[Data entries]
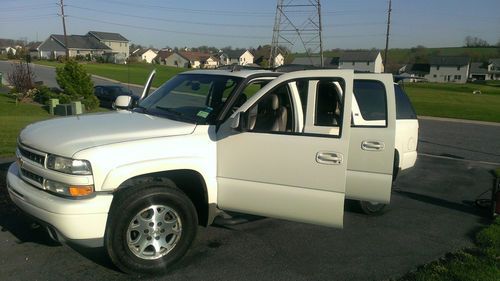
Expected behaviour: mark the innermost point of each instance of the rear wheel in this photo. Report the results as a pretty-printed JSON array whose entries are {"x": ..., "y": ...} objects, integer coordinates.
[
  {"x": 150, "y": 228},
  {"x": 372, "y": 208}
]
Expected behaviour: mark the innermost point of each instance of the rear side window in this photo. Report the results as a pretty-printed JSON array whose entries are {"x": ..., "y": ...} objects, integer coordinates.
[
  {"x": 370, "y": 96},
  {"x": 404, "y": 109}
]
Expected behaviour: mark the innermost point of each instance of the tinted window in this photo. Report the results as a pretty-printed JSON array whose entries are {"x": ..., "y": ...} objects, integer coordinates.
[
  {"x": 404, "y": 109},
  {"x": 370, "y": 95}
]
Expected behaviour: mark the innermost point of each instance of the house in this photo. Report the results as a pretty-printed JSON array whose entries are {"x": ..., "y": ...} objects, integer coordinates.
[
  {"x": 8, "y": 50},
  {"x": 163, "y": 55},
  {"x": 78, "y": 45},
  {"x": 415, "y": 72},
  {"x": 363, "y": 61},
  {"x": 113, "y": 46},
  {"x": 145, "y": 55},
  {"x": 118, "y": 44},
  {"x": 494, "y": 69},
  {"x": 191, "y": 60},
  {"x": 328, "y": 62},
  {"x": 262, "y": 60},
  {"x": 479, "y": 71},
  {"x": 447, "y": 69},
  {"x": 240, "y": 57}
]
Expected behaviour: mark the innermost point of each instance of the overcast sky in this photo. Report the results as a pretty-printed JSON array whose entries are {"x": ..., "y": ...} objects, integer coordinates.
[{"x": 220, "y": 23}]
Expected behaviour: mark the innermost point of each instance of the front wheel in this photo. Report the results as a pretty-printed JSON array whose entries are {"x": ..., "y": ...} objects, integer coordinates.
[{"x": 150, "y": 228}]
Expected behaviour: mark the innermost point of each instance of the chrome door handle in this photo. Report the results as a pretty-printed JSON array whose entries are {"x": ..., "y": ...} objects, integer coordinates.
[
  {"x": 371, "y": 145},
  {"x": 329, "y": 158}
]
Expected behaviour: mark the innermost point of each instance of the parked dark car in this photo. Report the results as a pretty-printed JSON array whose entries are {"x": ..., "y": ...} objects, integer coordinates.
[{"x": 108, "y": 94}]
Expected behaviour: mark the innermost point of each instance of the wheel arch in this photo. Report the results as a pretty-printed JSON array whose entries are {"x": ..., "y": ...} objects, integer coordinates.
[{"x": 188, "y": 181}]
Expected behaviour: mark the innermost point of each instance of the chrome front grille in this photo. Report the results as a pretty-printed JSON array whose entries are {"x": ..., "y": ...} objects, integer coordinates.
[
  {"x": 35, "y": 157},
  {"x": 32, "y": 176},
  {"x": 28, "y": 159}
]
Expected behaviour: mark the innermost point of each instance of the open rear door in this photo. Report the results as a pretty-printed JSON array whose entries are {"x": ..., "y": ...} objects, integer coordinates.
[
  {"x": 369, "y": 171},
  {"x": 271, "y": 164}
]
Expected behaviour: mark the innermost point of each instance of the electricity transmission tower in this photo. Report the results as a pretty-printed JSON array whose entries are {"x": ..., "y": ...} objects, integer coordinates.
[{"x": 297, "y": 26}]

--

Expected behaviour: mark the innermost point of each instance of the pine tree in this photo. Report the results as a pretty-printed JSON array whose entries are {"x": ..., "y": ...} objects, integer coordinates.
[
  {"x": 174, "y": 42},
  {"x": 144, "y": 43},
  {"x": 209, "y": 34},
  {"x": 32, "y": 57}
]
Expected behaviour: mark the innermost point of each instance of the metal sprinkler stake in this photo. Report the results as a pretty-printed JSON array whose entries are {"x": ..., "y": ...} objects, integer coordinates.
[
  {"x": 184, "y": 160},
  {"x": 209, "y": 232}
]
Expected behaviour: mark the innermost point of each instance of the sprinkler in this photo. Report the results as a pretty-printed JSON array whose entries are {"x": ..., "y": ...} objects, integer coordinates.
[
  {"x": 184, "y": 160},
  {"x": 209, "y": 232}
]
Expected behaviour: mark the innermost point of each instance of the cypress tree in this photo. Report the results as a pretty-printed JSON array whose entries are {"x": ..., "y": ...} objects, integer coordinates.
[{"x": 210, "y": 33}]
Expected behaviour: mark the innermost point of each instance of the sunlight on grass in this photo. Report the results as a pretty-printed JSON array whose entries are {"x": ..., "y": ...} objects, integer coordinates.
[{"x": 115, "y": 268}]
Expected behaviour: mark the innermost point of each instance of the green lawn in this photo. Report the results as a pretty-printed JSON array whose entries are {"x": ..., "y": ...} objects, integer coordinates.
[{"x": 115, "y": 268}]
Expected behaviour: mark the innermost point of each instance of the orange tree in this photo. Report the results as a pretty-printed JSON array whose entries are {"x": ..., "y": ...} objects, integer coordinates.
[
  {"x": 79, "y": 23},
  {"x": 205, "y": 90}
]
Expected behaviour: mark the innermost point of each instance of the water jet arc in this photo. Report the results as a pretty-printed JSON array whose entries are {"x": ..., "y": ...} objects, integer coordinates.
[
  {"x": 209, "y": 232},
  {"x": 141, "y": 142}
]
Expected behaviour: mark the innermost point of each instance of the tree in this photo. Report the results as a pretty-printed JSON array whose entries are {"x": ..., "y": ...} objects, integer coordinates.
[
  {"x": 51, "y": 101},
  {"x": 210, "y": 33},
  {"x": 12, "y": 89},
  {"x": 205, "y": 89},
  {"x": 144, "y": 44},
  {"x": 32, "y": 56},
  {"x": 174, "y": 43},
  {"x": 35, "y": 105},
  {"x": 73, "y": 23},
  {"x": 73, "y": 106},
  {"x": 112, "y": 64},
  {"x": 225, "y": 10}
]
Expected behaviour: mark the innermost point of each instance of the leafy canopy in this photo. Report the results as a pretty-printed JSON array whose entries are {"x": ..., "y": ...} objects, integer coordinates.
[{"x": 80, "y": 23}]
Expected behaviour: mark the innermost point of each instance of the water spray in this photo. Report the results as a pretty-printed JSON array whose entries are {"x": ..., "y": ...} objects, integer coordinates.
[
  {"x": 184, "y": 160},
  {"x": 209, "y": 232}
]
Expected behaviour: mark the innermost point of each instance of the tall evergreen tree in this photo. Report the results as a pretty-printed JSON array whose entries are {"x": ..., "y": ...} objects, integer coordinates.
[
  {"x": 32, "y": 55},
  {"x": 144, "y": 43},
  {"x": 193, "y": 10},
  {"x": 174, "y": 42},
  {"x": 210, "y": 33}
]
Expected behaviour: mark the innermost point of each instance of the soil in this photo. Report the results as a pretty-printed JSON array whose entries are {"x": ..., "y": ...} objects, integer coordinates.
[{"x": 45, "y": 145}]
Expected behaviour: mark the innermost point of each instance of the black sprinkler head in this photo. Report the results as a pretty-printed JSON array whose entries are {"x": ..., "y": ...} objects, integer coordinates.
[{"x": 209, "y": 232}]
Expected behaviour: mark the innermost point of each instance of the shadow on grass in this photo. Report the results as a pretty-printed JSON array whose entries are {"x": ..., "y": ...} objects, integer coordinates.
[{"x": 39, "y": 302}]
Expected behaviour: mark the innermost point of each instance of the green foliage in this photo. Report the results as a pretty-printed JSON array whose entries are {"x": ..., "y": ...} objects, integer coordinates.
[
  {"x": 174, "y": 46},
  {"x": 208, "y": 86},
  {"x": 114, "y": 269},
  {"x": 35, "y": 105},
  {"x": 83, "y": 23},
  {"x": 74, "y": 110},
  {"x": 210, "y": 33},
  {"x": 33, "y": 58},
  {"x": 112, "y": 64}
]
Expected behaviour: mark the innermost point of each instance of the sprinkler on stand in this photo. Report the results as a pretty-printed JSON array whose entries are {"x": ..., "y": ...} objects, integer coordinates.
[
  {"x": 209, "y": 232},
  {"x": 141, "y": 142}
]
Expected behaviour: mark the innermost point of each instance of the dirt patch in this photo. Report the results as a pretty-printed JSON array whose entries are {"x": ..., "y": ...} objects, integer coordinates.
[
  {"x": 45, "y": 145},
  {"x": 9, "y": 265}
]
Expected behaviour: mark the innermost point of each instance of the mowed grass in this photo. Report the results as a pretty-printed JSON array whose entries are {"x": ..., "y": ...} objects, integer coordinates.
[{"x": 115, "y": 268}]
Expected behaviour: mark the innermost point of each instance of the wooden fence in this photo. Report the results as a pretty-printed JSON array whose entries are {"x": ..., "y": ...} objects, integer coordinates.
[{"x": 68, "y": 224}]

**To be done**
Count the lines in the records above that contain the string "front", treating uppercase and lowercase as different. Give only the number.

**Response below**
2